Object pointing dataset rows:
----

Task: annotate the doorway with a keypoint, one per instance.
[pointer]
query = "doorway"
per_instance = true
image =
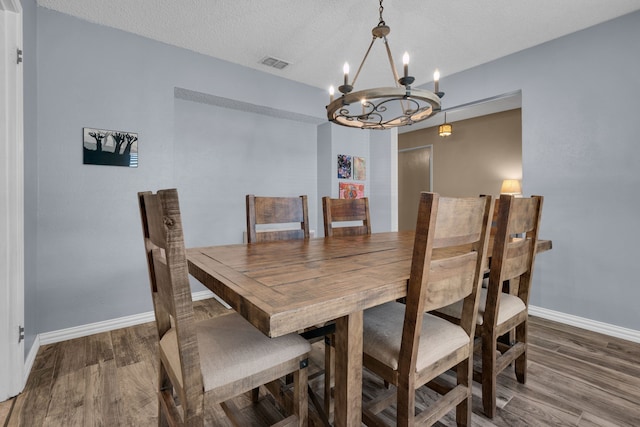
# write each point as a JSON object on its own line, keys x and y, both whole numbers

----

# [REQUIRED WORK]
Turn every line of the listing above into a JSON list of strings, one string per line, skipping blank lines. Leave out the picture.

# [FINISHED EXERCISE]
[
  "Task: annotate the doorway with a keypoint, one per instance.",
  "[pointer]",
  "query = \"doorway\"",
  "per_instance = true",
  "image =",
  "# write each point as a JSON object on its own line, keys x and y, both whole numbers"
]